The records below must be duplicated exactly, character for character.

-- start of Extracted entries --

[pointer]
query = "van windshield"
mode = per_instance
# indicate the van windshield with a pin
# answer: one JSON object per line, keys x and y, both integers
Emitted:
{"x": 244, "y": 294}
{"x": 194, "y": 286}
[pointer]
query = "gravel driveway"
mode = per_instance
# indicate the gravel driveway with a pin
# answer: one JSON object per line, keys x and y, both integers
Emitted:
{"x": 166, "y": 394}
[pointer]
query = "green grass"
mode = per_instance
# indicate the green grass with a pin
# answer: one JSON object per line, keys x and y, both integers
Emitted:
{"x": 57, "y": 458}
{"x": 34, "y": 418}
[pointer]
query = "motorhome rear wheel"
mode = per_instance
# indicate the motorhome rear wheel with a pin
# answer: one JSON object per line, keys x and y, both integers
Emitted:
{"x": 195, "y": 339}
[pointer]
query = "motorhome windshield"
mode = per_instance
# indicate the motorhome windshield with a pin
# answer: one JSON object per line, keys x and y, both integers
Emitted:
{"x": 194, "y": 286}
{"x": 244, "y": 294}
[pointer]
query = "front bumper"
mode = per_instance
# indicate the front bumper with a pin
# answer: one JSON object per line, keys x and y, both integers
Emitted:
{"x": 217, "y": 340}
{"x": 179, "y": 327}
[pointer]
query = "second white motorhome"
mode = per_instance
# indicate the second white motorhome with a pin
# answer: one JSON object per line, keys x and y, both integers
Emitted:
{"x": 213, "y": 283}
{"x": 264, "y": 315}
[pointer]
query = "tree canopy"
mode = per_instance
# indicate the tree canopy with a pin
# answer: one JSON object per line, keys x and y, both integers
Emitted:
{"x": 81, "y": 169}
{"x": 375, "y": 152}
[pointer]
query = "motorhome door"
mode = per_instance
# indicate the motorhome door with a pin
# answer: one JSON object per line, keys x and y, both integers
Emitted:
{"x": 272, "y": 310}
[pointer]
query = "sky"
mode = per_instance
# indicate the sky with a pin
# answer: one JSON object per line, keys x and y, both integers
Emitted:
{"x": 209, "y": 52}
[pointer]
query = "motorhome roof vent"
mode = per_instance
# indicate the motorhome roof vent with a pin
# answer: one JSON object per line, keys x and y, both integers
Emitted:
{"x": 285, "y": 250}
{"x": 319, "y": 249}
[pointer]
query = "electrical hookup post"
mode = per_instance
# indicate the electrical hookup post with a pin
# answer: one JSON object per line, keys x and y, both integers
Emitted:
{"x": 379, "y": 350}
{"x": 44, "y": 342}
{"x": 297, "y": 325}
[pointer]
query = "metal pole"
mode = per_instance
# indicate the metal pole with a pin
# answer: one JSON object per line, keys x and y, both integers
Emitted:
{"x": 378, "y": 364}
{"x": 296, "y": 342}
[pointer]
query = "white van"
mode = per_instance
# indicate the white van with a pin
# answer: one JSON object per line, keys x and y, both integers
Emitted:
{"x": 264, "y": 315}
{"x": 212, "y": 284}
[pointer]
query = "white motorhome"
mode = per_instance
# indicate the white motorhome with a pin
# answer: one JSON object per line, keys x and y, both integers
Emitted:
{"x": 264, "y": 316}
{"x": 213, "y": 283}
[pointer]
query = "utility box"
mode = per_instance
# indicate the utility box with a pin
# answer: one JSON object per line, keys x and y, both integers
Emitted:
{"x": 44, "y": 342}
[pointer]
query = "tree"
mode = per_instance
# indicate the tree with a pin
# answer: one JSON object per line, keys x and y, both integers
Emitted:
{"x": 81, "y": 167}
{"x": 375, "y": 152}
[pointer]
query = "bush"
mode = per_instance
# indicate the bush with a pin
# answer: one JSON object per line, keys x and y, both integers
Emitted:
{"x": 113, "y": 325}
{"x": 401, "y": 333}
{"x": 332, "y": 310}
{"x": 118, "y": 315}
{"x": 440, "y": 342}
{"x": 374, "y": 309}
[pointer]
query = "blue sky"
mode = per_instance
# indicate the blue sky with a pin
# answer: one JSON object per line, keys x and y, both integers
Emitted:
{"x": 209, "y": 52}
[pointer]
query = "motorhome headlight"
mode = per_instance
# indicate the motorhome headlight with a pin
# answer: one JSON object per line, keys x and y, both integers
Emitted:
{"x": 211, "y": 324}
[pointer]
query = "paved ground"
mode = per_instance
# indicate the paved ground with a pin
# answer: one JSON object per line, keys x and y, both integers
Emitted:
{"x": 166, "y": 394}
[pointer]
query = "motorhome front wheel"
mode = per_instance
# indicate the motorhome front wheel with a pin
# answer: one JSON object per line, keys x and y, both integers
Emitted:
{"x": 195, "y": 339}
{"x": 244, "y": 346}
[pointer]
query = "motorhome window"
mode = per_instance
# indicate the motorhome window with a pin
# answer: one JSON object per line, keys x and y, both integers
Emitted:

-- end of Extracted entries --

Completed task |
[pointer]
query = "van windshield"
mode = per_instance
# indicate the van windshield with a pin
# answer: one JSON object per line, keys x and y, both integers
Emitted:
{"x": 244, "y": 294}
{"x": 194, "y": 286}
[pointer]
query = "gravel driveway"
mode = per_instance
# indicate the gravel driveway with a pin
# answer: one JSON object per line, keys x and y, both integers
Emitted:
{"x": 166, "y": 394}
[pointer]
query = "green grass"
mode = per_instance
# indicate the green grass with a pin
# answer: one JSON object per line, keys x and y, both integers
Emitted:
{"x": 57, "y": 458}
{"x": 34, "y": 418}
[pointer]
query = "motorhome rear wheel"
mode = per_instance
# indicate the motorhome rear wheel with a pin
# answer: one JSON object per line, keys x and y, both integers
Emitted:
{"x": 195, "y": 339}
[pointer]
query = "motorhome windshield"
mode = per_instance
# indicate the motorhome windshield with a pin
# answer: one JSON object per line, keys x and y, both integers
Emitted:
{"x": 194, "y": 286}
{"x": 244, "y": 294}
[pointer]
query = "front bumper"
mode = per_instance
# indicate the front bumper with a pin
# answer: one JSON object per line, keys x and y, both integers
Emitted:
{"x": 217, "y": 340}
{"x": 179, "y": 327}
[pointer]
query = "second white motorhome"
mode = per_instance
# indicate the second white motorhome with a pin
# answer: one JSON object per line, keys x and y, both integers
Emitted:
{"x": 213, "y": 283}
{"x": 264, "y": 315}
[pointer]
query = "tree canopy"
mode = per_instance
# indicate the tree canopy with a pin
# answer: one JSON object per line, keys x and y, both integers
Emitted:
{"x": 81, "y": 169}
{"x": 375, "y": 152}
[pointer]
query = "motorhome door"
mode = per_instance
# indicate the motorhome door with a pin
# answer: one JSON object per line, keys x and y, both integers
Emitted:
{"x": 272, "y": 310}
[pointer]
query = "sky"
mode = per_instance
# indicate the sky with a pin
# answer: one JSON object per line, keys x and y, both integers
Emitted:
{"x": 209, "y": 52}
[pointer]
query = "motorhome roof vent"
mode = per_instance
# indicate the motorhome roof vent with a pin
# answer: one JSON object per line, keys x and y, both integers
Emitted:
{"x": 285, "y": 250}
{"x": 319, "y": 249}
[pointer]
query = "electrical hookup post"
mode = per_instance
# indicate the electrical hookup post with a pin
# answer: one JSON object per line, keys x and y, both integers
Emitted:
{"x": 379, "y": 350}
{"x": 44, "y": 342}
{"x": 297, "y": 325}
[pointer]
query = "metal pole"
mode = per_instance
# indicate the metal pole with a pin
# answer: one JSON object per line, keys x and y, both integers
Emitted:
{"x": 378, "y": 364}
{"x": 296, "y": 342}
[pointer]
query = "white van"
mode = per_instance
# indicate the white van with a pin
# answer: one JSON object per line, keys x and y, both integers
Emitted:
{"x": 264, "y": 315}
{"x": 212, "y": 284}
[pointer]
query = "white motorhome"
mode = per_instance
# indicate the white motorhome with a pin
# answer: one JSON object per line, keys x and y, both integers
Emitted:
{"x": 264, "y": 316}
{"x": 213, "y": 283}
[pointer]
query = "utility box"
mode = per_instance
# indicate the utility box with a pin
# answer: one JSON object per line, keys x and y, both integers
Emitted:
{"x": 44, "y": 342}
[pointer]
query = "tree"
mode = per_instance
# indicate the tree with a pin
# answer: one JSON object per line, keys x and y, both integers
Emitted:
{"x": 81, "y": 167}
{"x": 375, "y": 152}
[pointer]
query = "bush"
mode = per_instance
# indicate the bush with a pin
# answer: one JSON object per line, keys x and y, both integers
Emitted:
{"x": 113, "y": 325}
{"x": 401, "y": 333}
{"x": 332, "y": 310}
{"x": 118, "y": 315}
{"x": 440, "y": 342}
{"x": 374, "y": 309}
[pointer]
query = "blue sky"
mode = per_instance
# indicate the blue sky with a pin
# answer: one JSON object per line, keys x and y, both integers
Emitted:
{"x": 209, "y": 52}
[pointer]
query = "motorhome headlight"
mode = per_instance
# indicate the motorhome headlight with a pin
# answer: one JSON object per line, keys x and y, both integers
Emitted:
{"x": 211, "y": 324}
[pointer]
query = "paved ground"
mode = per_instance
# indicate the paved ground with a pin
# answer: one JSON object per line, keys x and y, both integers
Emitted:
{"x": 166, "y": 394}
[pointer]
query = "motorhome front wheel"
mode = per_instance
# indicate the motorhome front wheel with a pin
# answer: one JSON object per line, keys x and y, both integers
Emitted:
{"x": 195, "y": 339}
{"x": 244, "y": 346}
[pointer]
query = "motorhome window"
mode = per_instance
# indicate the motorhome window with a pin
# answer: one JSON object per line, keys x and y, both integers
Emitted:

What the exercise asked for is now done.